--- Exercise task ---
Set down every one of the lines below, word for word and in the same order.

--- Data provided ---
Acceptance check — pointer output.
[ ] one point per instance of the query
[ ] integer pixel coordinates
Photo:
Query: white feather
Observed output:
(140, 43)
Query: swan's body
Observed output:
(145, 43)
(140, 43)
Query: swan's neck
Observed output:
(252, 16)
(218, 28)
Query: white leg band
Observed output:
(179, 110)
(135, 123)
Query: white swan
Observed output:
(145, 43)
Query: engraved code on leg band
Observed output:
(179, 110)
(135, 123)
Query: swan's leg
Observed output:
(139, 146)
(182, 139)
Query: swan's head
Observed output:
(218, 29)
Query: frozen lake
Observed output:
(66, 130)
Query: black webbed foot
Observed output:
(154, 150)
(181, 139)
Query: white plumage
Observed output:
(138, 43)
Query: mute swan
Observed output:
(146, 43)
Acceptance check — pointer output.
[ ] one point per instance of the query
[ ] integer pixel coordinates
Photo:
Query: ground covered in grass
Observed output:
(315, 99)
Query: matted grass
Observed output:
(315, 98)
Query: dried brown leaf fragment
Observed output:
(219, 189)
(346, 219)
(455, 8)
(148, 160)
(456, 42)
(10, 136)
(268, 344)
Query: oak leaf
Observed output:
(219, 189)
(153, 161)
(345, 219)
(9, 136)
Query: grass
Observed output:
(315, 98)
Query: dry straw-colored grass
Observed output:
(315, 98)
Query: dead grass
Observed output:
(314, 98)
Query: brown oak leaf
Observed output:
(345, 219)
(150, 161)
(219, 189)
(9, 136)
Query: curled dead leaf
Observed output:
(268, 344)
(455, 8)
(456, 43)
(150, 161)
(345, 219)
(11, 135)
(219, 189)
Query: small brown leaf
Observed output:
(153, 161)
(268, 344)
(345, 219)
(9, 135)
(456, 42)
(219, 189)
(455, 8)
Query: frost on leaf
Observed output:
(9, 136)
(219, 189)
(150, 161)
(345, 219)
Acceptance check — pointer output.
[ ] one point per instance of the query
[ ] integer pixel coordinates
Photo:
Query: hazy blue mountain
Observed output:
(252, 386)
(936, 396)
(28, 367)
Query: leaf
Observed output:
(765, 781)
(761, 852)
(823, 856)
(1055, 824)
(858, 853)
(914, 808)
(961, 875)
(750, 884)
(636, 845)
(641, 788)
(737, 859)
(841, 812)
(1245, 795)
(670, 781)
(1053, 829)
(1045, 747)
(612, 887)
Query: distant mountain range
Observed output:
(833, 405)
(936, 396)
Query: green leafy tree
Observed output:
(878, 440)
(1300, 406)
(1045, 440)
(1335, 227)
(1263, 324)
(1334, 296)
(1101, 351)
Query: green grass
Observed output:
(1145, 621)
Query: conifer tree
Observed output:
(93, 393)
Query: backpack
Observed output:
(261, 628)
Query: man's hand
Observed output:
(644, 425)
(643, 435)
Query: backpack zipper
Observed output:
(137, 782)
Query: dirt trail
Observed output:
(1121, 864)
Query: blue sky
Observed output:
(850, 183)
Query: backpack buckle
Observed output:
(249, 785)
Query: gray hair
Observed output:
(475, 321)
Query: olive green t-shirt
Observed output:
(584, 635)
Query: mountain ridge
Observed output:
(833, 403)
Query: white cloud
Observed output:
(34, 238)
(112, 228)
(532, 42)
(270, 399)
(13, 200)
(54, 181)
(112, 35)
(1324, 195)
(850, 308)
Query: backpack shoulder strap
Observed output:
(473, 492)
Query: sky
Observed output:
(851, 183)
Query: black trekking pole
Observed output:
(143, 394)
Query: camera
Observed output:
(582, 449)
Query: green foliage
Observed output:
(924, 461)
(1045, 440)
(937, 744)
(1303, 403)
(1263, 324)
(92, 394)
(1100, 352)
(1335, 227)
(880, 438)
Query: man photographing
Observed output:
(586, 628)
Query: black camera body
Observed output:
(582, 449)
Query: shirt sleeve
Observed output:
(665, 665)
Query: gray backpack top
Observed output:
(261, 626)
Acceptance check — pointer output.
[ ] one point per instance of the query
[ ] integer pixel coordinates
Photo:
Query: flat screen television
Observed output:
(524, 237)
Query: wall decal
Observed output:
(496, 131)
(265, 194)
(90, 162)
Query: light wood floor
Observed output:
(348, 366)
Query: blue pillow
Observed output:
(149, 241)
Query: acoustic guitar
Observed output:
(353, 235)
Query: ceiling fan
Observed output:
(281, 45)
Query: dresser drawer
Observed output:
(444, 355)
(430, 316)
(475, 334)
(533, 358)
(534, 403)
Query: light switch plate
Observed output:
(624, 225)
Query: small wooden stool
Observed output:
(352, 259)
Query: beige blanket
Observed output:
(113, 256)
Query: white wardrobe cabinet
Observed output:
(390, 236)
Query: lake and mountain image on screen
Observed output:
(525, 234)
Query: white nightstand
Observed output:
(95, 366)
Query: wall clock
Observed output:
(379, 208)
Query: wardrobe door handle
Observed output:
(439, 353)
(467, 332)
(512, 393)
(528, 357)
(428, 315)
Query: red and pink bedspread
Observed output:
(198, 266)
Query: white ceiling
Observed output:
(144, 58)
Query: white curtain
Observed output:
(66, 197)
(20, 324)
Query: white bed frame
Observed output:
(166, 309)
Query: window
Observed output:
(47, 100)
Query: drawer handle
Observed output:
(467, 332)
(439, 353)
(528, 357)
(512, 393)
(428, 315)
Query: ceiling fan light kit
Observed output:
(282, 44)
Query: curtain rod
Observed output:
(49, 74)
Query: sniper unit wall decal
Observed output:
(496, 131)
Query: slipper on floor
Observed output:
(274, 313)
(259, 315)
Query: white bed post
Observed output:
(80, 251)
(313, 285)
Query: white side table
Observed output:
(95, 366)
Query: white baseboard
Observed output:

--- The response ---
Acceptance check — pointer output.
[ ] one point per instance of the query
[ ] integer pixel coordinates
Photo:
Query: white feather
Observed output:
(140, 43)
Query: swan's body
Observed output:
(145, 43)
(140, 43)
Query: swan's neck
Observed output:
(252, 16)
(218, 28)
Query: white leg band
Observed output:
(179, 110)
(135, 123)
Query: white swan
Observed output:
(145, 43)
Query: engraved code on leg band
Observed output:
(179, 110)
(135, 123)
Query: swan's leg
Observed output:
(139, 146)
(182, 139)
Query: swan's head
Observed output:
(218, 29)
Query: frozen lake
Observed output:
(66, 130)
Query: black webbed foot
Observed output:
(154, 150)
(181, 139)
Query: white plumage
Observed output:
(138, 43)
Query: mute swan
Observed output:
(146, 43)
Acceptance check — pointer output.
[ ] one point per instance of the query
[ ] integer pixel coordinates
Photo:
Query: ground covered in grass
Observed output:
(315, 99)
Query: matted grass
Observed output:
(315, 98)
Query: dried brown leaf fragment
Observed output:
(219, 189)
(346, 219)
(455, 8)
(148, 160)
(456, 42)
(10, 136)
(268, 344)
Query: oak leaf
Observed output:
(219, 189)
(153, 161)
(345, 219)
(9, 136)
Query: grass
Observed output:
(315, 98)
Query: dry straw-colored grass
Observed output:
(315, 98)
Query: dead grass
Observed output:
(314, 98)
Query: brown oak leaf
Observed output:
(345, 219)
(150, 161)
(219, 189)
(9, 136)
Query: curled dead leaf
Observed output:
(268, 344)
(455, 8)
(456, 43)
(150, 161)
(345, 219)
(11, 135)
(219, 189)
Query: small brown leaf
Observed output:
(153, 161)
(268, 344)
(345, 219)
(9, 135)
(456, 42)
(219, 189)
(455, 8)
Query: frost on leaf
Observed output:
(9, 136)
(219, 189)
(150, 161)
(345, 219)
Acceptance check — pointer output.
[ ] one point per instance of the query
[ ] integer pixel coordinates
Photo:
Query: hazy blue mountain
Observed output:
(252, 386)
(936, 396)
(28, 367)
Query: leaf
Observed output:
(765, 781)
(761, 852)
(823, 856)
(1055, 824)
(858, 853)
(914, 808)
(961, 875)
(750, 884)
(636, 845)
(641, 788)
(737, 859)
(841, 812)
(1245, 795)
(670, 781)
(1053, 829)
(1045, 747)
(612, 887)
Query: distant mountain range
Observed output:
(833, 405)
(936, 396)
Query: green leafy tree
Observed output:
(878, 440)
(1300, 406)
(1045, 440)
(1335, 227)
(1263, 324)
(1334, 296)
(1101, 351)
Query: green grass
Observed output:
(1145, 621)
Query: conifer tree
Observed output:
(93, 393)
Query: backpack
Observed output:
(261, 628)
Query: man's hand
Observed output:
(644, 425)
(643, 435)
Query: backpack zipper
Observed output:
(137, 782)
Query: dirt trail
Observed output:
(1121, 864)
Query: blue sky
Observed output:
(850, 183)
Query: backpack buckle
Observed output:
(249, 785)
Query: gray hair
Observed output:
(475, 321)
Query: olive green t-shirt
Observed output:
(584, 635)
Query: mountain ridge
Observed output:
(833, 403)
Query: white cloud
Observed output:
(34, 238)
(112, 228)
(532, 42)
(270, 399)
(13, 200)
(54, 181)
(112, 35)
(1324, 195)
(850, 308)
Query: backpack shoulder strap
Observed output:
(473, 492)
Query: sky
Observed output:
(851, 183)
Query: black trekking pole
Observed output:
(143, 394)
Query: camera
Observed output:
(582, 449)
Query: green foliage
Observed output:
(924, 461)
(1045, 440)
(937, 744)
(1303, 403)
(1263, 324)
(92, 394)
(1100, 352)
(1335, 227)
(880, 438)
Query: man photographing
Observed output:
(586, 628)
Query: black camera body
Observed output:
(582, 449)
Query: shirt sleeve
Observed output:
(665, 665)
Query: gray backpack top
Observed output:
(261, 626)
Acceptance check — pointer output.
[ ] one point per instance of the query
[ ] integer pixel coordinates
Photo:
Query: flat screen television
Observed output:
(524, 237)
Query: wall decal
Observed output:
(496, 131)
(265, 194)
(90, 162)
Query: light wood floor
Observed output:
(348, 366)
Query: blue pillow
Observed output:
(149, 241)
Query: acoustic guitar
Observed output:
(353, 235)
Query: ceiling fan
Observed output:
(281, 45)
Query: dresser drawer
Observed output:
(444, 355)
(430, 316)
(475, 334)
(533, 358)
(534, 403)
Query: light switch plate
Observed output:
(624, 225)
Query: small wooden stool
Observed output:
(352, 259)
Query: beige blanket
Observed output:
(113, 256)
Query: white wardrobe cabinet
Observed output:
(390, 236)
Query: lake and mountain image on screen
Observed output:
(525, 234)
Query: white nightstand
Observed output:
(95, 366)
Query: wall clock
Observed output:
(379, 208)
Query: wardrobe door handle
Observed output:
(439, 353)
(467, 332)
(512, 393)
(528, 357)
(428, 315)
Query: red and pink bedspread
Observed output:
(198, 266)
Query: white ceiling
Observed output:
(144, 58)
Query: white curtain
Observed output:
(66, 197)
(20, 324)
Query: white bed frame
Observed output:
(166, 309)
Query: window
Observed output:
(47, 100)
Query: drawer handle
Observed output:
(467, 332)
(439, 353)
(528, 357)
(512, 393)
(428, 315)
Query: ceiling fan light kit
Observed output:
(282, 44)
Query: curtain rod
Observed output:
(49, 74)
Query: sniper unit wall decal
Observed output:
(496, 131)
Query: slipper on floor
Observed output:
(274, 313)
(259, 315)
Query: white bed post
Observed output:
(80, 251)
(313, 285)
Query: white side table
Observed output:
(95, 366)
Query: white baseboard
Observed output:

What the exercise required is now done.